— CHALLENGE —
Each line should be copied exactly.

A run of records
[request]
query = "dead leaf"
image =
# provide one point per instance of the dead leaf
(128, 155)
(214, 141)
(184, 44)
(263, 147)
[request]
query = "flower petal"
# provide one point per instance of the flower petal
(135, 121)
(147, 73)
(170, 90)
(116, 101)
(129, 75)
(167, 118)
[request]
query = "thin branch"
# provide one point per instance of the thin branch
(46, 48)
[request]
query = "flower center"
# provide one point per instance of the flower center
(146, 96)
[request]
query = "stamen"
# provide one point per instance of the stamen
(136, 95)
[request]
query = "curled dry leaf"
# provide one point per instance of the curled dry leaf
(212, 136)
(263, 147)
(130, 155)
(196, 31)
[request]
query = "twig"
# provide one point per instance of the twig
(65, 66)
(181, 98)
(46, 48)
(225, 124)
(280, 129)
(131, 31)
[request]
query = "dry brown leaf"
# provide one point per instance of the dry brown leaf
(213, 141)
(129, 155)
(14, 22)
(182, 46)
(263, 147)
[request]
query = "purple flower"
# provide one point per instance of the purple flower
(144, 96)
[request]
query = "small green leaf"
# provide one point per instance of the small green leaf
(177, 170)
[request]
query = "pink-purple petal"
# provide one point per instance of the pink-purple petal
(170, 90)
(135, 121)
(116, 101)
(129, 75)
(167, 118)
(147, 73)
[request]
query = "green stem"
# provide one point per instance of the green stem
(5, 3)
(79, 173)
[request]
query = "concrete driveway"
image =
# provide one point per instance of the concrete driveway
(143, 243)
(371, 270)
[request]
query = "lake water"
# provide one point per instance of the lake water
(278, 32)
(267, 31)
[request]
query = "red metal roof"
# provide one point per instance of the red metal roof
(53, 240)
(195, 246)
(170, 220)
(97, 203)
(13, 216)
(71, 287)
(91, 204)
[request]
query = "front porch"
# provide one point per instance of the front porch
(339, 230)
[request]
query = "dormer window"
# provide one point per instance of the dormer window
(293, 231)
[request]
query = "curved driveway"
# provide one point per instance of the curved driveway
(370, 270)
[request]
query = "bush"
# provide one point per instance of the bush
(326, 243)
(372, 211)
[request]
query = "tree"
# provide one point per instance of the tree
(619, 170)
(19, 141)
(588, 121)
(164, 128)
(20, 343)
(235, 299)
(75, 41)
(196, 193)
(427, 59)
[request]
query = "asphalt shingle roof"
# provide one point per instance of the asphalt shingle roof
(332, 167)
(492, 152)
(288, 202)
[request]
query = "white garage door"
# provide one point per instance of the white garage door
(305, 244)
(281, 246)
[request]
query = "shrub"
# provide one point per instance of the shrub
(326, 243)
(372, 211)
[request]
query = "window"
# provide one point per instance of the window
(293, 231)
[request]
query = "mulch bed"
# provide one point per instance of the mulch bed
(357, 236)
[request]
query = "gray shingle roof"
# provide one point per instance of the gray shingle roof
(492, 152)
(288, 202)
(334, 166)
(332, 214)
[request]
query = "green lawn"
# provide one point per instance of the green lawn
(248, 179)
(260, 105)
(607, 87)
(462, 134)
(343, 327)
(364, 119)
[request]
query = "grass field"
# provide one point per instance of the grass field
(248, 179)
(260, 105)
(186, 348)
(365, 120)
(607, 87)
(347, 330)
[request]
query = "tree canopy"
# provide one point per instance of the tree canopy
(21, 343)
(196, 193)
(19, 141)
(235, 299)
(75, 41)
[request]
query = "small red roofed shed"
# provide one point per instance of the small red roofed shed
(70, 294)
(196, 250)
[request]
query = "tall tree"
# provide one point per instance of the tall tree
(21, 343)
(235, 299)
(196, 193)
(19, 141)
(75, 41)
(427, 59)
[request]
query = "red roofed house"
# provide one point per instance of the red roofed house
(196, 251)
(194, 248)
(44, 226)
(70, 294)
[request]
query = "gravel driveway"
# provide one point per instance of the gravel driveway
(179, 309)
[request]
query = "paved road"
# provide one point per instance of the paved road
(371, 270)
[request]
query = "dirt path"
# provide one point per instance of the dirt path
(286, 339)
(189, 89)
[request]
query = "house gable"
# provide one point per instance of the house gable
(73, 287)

— SOLUTION TO THIS TASK —
[request]
query = "dead leaf"
image =
# provide one point per instance of the dead leaf
(128, 155)
(214, 141)
(184, 44)
(263, 147)
[request]
query = "flower petal"
# provide one point per instance of the flower petal
(135, 121)
(147, 73)
(170, 90)
(116, 101)
(129, 75)
(167, 118)
[request]
query = "thin branch"
# provide one point per instance of the thin branch
(46, 48)
[request]
query = "flower center"
# provide one point per instance of the flower center
(146, 96)
[request]
query = "stamen"
# provide one point per instance of the stamen
(136, 95)
[request]
query = "curled dry leaf"
# provide one point per instance of the curled dry leaf
(212, 136)
(263, 147)
(130, 155)
(196, 31)
[request]
query = "twig"
# provide one point per instance of the twig
(65, 66)
(181, 98)
(46, 48)
(225, 124)
(280, 129)
(131, 31)
[request]
query = "dry brown leaf"
# provide one point per instance of the dry brown leaf
(213, 141)
(129, 155)
(14, 22)
(182, 46)
(263, 147)
[request]
query = "purple flower"
# provide one point per instance of the purple flower
(144, 96)
[request]
query = "small green leaf"
# provide one point per instance of the small green leaf
(177, 170)
[request]
query = "pink-purple petal"
# provide one point per instance of the pink-purple petal
(170, 90)
(135, 121)
(116, 101)
(129, 75)
(167, 118)
(147, 73)
[request]
query = "green stem"
# provide one point per instance of the green stem
(5, 3)
(79, 173)
[request]
query = "concrete driveway"
image =
# provide one point per instance of the concrete driveway
(143, 243)
(371, 270)
[request]
query = "lake water"
# provide one point per instance of the lake water
(278, 32)
(267, 31)
[request]
query = "red metal roof"
# provide one point per instance of the red metal roof
(53, 240)
(195, 246)
(170, 220)
(97, 203)
(13, 216)
(71, 287)
(91, 204)
[request]
query = "front porch"
# provide one point per instance of the front porch
(339, 230)
[request]
query = "dormer window"
# provide one point per instance of the dormer window
(293, 231)
[request]
query = "curved driveway"
# provide one point per instance of the curved driveway
(370, 270)
[request]
query = "bush"
# provide one point per instance of the bush
(326, 243)
(372, 211)
[request]
query = "tree"
# provide one point per instance of the tree
(619, 170)
(19, 141)
(588, 121)
(164, 128)
(20, 343)
(235, 299)
(75, 41)
(196, 193)
(427, 59)
[request]
query = "asphalt shingle roof"
# provide one point per instance of the asphalt shingle roof
(332, 167)
(492, 152)
(288, 202)
[request]
query = "white garage door"
# provide one point per instance of the white garage door
(305, 244)
(281, 246)
[request]
query = "shrub"
# provide one point per instance of the shrub
(326, 243)
(372, 211)
[request]
query = "window"
# provide one point per instance of the window
(293, 231)
[request]
query = "mulch bed"
# provide one point per instance of the mulch bed
(357, 236)
[request]
query = "gray shingle roof"
# provide one point per instance of the gray shingle roof
(492, 152)
(288, 202)
(334, 166)
(332, 214)
[request]
query = "green lawn"
# provide one point per instance of the green lawn
(248, 179)
(260, 105)
(607, 87)
(462, 134)
(343, 327)
(364, 119)
[request]
query = "grass field"
# provide one point per instance of the grass field
(248, 179)
(260, 105)
(186, 348)
(365, 120)
(607, 87)
(347, 330)
[request]
query = "tree canopy"
# provide one point per instance of the tree canopy
(21, 343)
(196, 193)
(19, 141)
(235, 299)
(75, 41)
[request]
query = "small red roofed shed"
# provide one point per instance of the small red roofed shed
(70, 294)
(196, 250)
[request]
query = "tall tree"
# provide one point per instance of the tall tree
(21, 343)
(235, 299)
(196, 193)
(19, 141)
(75, 41)
(427, 59)
[request]
query = "red roofed house"
# provide one point per instance of the red roofed house
(196, 251)
(194, 248)
(44, 226)
(70, 294)
[request]
query = "gravel driveway"
# provide one point per instance of the gravel driveway
(179, 309)
[request]
query = "paved road"
# provide one point per instance of the paved road
(371, 270)
[request]
query = "dirt path"
# provide one point per instance of the dirt path
(286, 339)
(189, 89)
[request]
query = "house gable"
# provide one point per instance of the house gable
(73, 287)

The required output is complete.